WORK ORDER =>
Starting with the first line below, reproduce each line exactly until you have included the one bearing "the tree in".

THE RECORDS =>
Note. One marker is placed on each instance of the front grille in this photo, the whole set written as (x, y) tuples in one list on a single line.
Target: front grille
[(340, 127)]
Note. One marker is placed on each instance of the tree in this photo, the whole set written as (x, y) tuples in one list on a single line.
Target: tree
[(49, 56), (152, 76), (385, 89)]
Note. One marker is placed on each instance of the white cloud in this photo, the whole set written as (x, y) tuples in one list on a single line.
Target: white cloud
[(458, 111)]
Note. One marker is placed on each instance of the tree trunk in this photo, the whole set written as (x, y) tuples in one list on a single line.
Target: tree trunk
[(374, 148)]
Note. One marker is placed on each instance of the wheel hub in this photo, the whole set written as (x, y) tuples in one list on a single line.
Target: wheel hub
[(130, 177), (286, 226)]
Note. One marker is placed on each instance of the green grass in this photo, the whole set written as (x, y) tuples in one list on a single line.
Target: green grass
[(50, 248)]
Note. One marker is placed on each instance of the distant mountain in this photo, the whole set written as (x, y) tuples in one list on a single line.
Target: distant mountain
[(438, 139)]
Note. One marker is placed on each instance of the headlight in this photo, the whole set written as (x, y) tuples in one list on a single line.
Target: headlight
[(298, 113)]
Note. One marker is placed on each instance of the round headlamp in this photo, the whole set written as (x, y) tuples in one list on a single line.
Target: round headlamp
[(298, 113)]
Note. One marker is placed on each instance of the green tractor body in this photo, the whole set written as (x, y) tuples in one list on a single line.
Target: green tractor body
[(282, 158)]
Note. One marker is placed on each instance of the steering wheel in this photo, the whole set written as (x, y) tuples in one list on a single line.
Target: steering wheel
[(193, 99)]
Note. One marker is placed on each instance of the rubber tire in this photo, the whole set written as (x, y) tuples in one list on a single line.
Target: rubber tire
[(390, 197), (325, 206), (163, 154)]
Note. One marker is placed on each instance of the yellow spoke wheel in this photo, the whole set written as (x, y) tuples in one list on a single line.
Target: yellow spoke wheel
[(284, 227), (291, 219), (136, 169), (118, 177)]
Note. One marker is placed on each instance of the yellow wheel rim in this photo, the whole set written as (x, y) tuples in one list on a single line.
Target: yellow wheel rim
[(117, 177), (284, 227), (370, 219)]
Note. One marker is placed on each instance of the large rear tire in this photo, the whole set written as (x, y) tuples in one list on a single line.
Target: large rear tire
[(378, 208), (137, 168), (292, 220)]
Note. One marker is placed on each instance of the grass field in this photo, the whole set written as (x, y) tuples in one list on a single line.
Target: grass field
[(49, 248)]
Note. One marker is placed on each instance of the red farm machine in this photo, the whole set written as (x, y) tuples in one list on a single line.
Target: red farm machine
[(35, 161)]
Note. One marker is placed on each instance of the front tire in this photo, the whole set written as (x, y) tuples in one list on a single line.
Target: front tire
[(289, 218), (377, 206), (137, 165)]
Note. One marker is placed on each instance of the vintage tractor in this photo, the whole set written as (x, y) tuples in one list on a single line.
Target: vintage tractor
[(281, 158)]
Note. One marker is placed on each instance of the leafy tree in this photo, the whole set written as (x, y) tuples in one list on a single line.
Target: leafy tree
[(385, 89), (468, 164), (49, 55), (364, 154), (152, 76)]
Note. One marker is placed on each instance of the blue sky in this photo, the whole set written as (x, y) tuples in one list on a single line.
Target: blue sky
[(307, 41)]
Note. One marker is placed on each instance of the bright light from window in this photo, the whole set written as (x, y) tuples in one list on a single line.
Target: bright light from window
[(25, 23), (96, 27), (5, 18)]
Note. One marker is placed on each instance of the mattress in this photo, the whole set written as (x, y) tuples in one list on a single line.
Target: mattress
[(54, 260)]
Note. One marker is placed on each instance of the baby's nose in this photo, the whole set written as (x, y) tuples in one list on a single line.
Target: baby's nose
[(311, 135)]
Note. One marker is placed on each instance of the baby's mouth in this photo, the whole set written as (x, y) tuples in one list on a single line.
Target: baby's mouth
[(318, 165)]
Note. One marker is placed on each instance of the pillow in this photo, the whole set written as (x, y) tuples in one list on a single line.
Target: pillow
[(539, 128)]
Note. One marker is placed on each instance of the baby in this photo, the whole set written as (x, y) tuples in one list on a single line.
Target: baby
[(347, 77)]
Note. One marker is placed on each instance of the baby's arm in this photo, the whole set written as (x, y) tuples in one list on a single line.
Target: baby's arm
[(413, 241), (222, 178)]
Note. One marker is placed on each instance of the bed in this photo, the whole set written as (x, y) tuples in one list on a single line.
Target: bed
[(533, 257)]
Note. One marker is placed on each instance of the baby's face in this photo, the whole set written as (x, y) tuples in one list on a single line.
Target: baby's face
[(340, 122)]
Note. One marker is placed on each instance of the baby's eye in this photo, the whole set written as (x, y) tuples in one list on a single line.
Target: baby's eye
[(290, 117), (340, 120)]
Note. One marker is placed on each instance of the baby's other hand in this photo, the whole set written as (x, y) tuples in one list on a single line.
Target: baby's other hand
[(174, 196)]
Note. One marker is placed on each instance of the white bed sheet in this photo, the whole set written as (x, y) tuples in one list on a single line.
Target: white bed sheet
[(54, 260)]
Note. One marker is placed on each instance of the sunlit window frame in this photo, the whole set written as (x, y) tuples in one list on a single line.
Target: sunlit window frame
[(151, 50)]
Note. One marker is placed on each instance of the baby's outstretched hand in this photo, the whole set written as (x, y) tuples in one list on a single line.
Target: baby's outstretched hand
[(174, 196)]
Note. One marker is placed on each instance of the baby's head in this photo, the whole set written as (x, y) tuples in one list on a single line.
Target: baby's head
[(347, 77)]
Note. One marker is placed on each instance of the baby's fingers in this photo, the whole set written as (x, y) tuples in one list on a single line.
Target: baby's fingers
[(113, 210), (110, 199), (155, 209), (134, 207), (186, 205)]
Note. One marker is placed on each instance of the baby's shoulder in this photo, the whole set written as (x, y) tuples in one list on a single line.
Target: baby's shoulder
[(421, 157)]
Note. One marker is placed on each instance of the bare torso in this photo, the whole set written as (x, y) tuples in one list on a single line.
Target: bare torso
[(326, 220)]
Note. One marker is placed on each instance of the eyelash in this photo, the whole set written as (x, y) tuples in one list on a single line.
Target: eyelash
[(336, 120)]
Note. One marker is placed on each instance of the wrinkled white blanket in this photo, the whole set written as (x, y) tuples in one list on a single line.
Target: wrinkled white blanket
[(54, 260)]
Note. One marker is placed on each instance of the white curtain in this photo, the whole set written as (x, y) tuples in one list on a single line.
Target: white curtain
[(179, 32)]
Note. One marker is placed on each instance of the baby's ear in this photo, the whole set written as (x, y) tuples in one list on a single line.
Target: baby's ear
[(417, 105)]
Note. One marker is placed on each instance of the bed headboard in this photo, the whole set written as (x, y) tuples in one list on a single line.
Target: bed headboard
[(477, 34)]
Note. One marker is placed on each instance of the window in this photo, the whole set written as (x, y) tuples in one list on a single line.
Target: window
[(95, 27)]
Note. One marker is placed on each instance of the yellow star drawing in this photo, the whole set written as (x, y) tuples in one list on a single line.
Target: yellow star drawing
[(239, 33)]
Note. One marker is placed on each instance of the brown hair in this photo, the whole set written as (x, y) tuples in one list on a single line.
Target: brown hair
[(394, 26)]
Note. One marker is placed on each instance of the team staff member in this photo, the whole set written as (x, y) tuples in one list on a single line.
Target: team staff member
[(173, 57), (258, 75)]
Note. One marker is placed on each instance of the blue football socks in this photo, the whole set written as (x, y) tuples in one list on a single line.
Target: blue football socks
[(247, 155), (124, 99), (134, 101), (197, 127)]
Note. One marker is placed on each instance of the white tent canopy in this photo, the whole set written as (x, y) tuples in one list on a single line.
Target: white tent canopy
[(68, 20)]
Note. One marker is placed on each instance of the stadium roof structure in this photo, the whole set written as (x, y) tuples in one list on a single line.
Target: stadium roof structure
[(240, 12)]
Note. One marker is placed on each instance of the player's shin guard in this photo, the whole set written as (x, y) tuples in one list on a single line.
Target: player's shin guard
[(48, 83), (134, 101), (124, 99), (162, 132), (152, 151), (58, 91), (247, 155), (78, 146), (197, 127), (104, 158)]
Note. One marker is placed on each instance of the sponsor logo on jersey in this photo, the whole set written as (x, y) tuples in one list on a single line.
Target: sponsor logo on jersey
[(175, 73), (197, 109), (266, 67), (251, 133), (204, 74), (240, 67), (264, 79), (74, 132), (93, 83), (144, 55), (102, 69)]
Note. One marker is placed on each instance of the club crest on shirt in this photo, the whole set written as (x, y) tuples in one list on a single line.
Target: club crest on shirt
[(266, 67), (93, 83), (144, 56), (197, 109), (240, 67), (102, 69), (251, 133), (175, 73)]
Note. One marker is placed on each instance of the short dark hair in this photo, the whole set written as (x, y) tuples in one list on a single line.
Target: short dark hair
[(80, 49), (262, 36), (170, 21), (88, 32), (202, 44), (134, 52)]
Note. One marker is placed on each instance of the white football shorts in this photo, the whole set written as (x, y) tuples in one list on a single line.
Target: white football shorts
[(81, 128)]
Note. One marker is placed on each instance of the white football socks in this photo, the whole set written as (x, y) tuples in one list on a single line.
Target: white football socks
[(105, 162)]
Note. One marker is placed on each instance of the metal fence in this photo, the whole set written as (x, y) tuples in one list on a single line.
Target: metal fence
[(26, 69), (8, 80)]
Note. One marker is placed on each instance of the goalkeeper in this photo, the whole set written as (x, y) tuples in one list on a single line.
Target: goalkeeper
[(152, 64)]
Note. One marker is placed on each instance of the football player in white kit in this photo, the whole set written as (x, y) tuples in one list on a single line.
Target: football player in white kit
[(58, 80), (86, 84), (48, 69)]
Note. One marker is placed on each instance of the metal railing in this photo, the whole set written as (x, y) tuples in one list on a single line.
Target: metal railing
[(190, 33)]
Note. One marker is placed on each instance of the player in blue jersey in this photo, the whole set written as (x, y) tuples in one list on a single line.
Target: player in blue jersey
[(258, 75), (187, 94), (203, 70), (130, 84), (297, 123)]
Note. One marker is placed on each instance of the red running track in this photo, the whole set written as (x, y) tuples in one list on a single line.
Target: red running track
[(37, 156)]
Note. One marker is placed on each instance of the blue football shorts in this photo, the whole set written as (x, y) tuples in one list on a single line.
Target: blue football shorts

WRITTEN SOLUTION =>
Note. One marker is placed on each instance of the front grille in this photo, the whole set written as (x, y) tuples in one list on a single line.
Target: front grille
[(340, 127)]
Note. One marker is placed on each instance of the tree in this photo, the whole set written as (x, y) tuples in one list on a single line.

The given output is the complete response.